This article has been written by Mr. Tejas Chandna, a Third year student of Symbiosis Law School, Pune
Introduction
With its multiple circulars in 2023, the Securities and Exchange Board of India (SEBI) introduced regulatory amendments and proposals, particularly focusing on materiality thresholds, Real Estate Investment Trusts (REITs), Infrastructure Investment Trusts (InvITs) regulations and Foreign Portfolio Investments (FPIs). Firstly, this article argues some significant effects on management and company’s efficiency after granting nomination rights to unitholders with a specific unit ownership percentage. Secondly, it analyzes how non-compliance of SEBI’s Listing Obligations and Disclosure Requirements (LODR) Regulations for listed entities to disclose material events/information, categorized under Para A and Para B of Schedule III, ensures compliance without diluting disclosure requirements.
Certain Foreign Portfolio Investors (FPIs) exhibit concentrated investments in single corporate groups, raising concerns of potential circumvention of regulatory requirements. The Government of India issued Press Note 3 in April 2020 to mitigate risks of opportunistic takeovers, focused on entities from border-sharing countries. Identification of Beneficial Owners (BOs) of FPIs poses challenges, as economic interests may be dispersed across multiple entities, complicating regulatory oversight. In its third segment, the article lists ambiguity with amended SEBI (Foreign Portfolio Investors) Regulations, 2019 and exemptions for certain categories of FPIs, underscoring the need for clarity and compliance within the regulatory framework.
Nomination Rights to Unitholders leading to managerial Risks
The SEBI (Real Estate Investment Trusts) Regulations, 2014 (“REIT Regulations”) and SEBI (Infrastructure Investment Trusts) Regulations, 2014 (“InvIT Regulations”) were enacted on September 26, 2014, establishing the regulatory framework for REITs/InvITs. While the REIT Regulations exclusively envision publicly offered listed REITs, the InvIT Regulations allow for two structures:
1) Publicly offered and listed, and
2) Privately placed and listed InvITs.

DATASET:
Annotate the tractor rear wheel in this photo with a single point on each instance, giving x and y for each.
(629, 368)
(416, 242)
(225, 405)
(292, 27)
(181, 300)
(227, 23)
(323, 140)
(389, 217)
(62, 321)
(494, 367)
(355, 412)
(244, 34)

PROBLEMS TO SOLVE:
1. Output the full SEBI article word for word.
2. In the entries, replace "tractor rear wheel" with "tractor front wheel" and write them out again with nothing else changed.
The article and the entries were drawn from separate sources.

ANSWER LIST:
1.
This article has been written by Mr. Tejas Chandna, a Third year student of Symbiosis Law School, Pune
Introduction
With its multiple circulars in 2023, the Securities and Exchange Board of India (SEBI) introduced regulatory amendments and proposals, particularly focusing on materiality thresholds, Real Estate Investment Trusts (REITs), Infrastructure Investment Trusts (InvITs) regulations and Foreign Portfolio Investments (FPIs). Firstly, this article argues some significant effects on management and company’s efficiency after granting nomination rights to unitholders with a specific unit ownership percentage. Secondly, it analyzes how non-compliance of SEBI’s Listing Obligations and Disclosure Requirements (LODR) Regulations for listed entities to disclose material events/information, categorized under Para A and Para B of Schedule III, ensures compliance without diluting disclosure requirements.
Certain Foreign Portfolio Investors (FPIs) exhibit concentrated investments in single corporate groups, raising concerns of potential circumvention of regulatory requirements. The Government of India issued Press Note 3 in April 2020 to mitigate risks of opportunistic takeovers, focused on entities from border-sharing countries. Identification of Beneficial Owners (BOs) of FPIs poses challenges, as economic interests may be dispersed across multiple entities, complicating regulatory oversight. In its third segment, the article lists ambiguity with amended SEBI (Foreign Portfolio Investors) Regulations, 2019 and exemptions for certain categories of FPIs, underscoring the need for clarity and compliance within the regulatory framework.
Nomination Rights to Unitholders leading to managerial Risks
The SEBI (Real Estate Investment Trusts) Regulations, 2014 (“REIT Regulations”) and SEBI (Infrastructure Investment Trusts) Regulations, 2014 (“InvIT Regulations”) were enacted on September 26, 2014, establishing the regulatory framework for REITs/InvITs. While the REIT Regulations exclusively envision publicly offered listed REITs, the InvIT Regulations allow for two structures:
1) Publicly offered and listed, and
2) Privately placed and listed InvITs.

2.
Annotate the tractor front wheel in this photo with a single point on each instance, giving x and y for each.
(629, 368)
(416, 242)
(225, 405)
(292, 27)
(181, 300)
(227, 23)
(323, 140)
(389, 217)
(62, 321)
(494, 367)
(355, 412)
(244, 34)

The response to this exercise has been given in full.